**Instructions to follow**
Please output the full listing, character for character.

**Source material**
Start of Block

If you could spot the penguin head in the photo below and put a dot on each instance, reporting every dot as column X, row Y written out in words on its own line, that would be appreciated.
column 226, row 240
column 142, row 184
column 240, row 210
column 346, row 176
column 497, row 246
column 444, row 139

End of Block

**Output**
If you could spot the penguin head in the photo below and put a dot on each instance, reporting every dot as column X, row Y written out in words on its own line, that would be appreciated.
column 226, row 240
column 142, row 184
column 240, row 210
column 346, row 176
column 497, row 246
column 444, row 139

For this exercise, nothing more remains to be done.